## What you are asked to do
Count how many lines of the records below contain the string "dress". Reply with the number alone.

[Records excerpted from a collection]
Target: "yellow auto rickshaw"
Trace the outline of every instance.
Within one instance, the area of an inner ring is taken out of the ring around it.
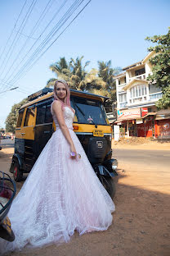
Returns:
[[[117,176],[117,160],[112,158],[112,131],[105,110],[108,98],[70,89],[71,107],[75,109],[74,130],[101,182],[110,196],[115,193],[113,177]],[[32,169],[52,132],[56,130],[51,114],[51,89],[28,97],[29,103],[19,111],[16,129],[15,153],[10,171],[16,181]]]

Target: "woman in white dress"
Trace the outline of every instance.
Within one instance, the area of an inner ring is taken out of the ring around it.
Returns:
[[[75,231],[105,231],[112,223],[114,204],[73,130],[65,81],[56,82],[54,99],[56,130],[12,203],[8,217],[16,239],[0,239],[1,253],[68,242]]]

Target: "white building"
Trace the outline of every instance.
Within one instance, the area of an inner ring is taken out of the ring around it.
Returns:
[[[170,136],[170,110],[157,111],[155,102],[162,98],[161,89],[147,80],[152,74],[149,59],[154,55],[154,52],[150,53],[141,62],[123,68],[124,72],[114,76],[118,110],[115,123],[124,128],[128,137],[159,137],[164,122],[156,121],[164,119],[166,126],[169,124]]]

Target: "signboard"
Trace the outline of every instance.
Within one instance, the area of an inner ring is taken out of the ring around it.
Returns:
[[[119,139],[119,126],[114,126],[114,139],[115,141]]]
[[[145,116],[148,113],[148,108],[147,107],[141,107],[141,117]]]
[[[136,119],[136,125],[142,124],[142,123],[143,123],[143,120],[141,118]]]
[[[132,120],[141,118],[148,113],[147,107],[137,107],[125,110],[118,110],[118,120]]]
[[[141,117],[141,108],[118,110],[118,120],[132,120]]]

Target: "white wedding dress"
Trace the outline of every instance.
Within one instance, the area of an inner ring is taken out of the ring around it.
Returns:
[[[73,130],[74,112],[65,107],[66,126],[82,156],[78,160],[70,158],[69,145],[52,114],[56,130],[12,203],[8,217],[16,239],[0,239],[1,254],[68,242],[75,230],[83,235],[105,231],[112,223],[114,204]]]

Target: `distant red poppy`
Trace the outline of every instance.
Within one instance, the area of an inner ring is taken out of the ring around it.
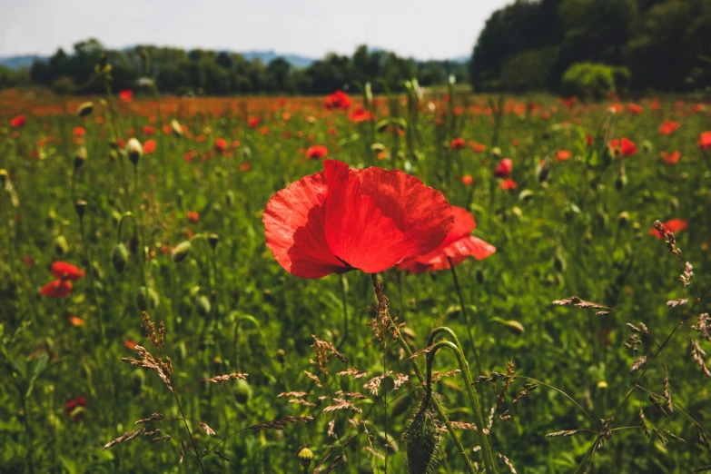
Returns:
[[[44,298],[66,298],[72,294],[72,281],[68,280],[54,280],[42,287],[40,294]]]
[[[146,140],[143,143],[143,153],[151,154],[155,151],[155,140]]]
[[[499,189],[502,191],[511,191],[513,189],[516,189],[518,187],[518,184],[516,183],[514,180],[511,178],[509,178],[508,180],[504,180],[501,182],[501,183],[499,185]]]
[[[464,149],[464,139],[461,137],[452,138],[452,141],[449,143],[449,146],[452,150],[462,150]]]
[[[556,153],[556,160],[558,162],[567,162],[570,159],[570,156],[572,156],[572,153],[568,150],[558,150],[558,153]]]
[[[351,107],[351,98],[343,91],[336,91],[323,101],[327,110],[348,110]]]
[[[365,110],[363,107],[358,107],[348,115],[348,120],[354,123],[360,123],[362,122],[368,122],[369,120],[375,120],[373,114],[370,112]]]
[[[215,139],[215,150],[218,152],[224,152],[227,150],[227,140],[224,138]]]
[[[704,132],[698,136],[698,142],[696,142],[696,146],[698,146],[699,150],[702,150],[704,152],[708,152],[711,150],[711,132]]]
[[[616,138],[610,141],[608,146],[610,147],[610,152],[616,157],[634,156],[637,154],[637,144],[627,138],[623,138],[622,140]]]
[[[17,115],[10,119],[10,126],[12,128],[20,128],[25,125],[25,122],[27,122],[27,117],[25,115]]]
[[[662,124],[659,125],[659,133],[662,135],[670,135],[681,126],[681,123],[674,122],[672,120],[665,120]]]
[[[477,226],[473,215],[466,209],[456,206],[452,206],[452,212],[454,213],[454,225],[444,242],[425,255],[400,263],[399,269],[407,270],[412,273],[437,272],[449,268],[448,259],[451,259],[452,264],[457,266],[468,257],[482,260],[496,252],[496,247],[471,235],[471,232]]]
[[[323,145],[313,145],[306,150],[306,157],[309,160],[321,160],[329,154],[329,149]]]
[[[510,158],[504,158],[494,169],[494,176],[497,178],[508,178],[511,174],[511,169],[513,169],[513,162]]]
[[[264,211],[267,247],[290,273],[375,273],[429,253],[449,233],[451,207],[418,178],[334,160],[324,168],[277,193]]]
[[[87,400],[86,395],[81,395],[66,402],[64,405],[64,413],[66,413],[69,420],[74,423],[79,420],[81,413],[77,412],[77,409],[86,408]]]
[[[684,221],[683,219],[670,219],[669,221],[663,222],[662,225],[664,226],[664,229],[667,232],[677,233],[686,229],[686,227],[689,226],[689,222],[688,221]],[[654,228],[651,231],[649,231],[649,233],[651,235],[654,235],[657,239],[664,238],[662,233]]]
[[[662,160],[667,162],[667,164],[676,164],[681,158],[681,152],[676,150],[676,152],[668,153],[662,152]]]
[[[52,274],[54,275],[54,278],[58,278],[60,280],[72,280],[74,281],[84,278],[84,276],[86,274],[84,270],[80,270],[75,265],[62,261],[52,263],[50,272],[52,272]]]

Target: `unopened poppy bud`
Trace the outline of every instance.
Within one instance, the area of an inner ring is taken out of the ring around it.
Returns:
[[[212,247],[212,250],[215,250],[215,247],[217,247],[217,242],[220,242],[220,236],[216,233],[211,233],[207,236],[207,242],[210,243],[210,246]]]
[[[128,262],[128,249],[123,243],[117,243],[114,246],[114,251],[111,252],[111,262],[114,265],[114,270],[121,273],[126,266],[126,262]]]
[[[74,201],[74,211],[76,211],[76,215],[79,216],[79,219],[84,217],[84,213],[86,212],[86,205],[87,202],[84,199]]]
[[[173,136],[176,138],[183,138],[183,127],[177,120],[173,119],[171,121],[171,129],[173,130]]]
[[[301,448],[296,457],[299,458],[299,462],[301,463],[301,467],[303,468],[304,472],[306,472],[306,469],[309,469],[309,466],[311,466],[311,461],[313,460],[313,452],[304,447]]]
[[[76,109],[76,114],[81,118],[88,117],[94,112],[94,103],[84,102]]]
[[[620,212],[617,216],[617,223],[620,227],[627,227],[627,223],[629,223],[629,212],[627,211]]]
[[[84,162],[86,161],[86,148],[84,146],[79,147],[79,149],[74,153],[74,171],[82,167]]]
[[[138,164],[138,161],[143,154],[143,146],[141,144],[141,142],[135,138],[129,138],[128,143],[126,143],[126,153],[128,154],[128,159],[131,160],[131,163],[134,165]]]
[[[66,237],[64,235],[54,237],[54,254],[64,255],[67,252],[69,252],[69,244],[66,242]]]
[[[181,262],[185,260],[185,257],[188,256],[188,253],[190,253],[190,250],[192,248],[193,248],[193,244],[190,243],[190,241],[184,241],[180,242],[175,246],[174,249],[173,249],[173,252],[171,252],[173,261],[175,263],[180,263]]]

--

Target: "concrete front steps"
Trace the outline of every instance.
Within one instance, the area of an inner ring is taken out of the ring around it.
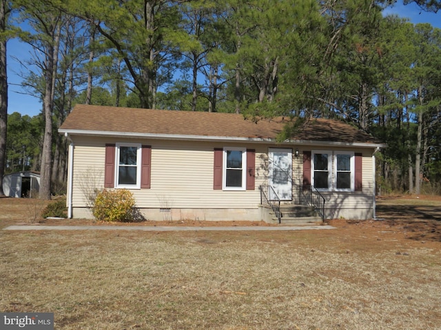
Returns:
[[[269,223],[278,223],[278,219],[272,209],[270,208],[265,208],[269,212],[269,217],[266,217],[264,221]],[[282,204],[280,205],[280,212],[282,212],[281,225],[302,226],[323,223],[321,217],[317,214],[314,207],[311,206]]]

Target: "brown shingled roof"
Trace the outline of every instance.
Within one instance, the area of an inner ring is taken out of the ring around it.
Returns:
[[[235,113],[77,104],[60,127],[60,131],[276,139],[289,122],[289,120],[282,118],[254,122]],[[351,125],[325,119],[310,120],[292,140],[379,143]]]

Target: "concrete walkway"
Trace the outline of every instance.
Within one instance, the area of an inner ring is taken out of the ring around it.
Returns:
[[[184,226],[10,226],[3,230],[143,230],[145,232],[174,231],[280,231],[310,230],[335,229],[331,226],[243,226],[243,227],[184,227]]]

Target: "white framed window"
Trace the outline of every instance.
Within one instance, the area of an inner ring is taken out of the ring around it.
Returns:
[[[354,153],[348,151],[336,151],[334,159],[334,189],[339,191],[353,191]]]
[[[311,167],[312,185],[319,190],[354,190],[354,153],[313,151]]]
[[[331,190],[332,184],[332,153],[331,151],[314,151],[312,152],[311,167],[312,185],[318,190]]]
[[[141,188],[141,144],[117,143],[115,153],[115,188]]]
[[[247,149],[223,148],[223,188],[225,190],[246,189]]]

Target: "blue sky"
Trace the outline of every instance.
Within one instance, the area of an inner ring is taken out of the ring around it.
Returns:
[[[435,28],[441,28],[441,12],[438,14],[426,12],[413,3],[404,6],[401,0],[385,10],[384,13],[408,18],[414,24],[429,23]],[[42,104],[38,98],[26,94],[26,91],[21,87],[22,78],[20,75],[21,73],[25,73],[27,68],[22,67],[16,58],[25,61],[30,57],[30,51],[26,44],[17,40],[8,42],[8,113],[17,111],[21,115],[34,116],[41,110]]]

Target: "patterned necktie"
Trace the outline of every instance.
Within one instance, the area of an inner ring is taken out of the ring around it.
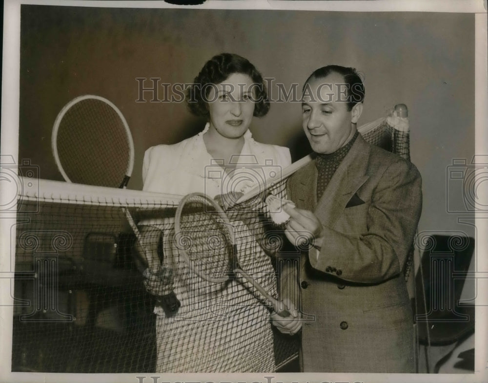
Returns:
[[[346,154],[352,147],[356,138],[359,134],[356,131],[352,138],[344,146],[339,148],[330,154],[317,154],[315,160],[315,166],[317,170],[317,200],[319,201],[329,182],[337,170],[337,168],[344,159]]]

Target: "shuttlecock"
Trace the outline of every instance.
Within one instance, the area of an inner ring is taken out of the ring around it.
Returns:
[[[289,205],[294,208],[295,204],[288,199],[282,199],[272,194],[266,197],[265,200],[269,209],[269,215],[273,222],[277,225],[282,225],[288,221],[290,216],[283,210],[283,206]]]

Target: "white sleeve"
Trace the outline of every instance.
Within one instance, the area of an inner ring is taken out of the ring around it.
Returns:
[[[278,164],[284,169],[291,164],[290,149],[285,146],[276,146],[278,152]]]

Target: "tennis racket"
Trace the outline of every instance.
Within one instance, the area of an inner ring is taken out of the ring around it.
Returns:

## Solution
2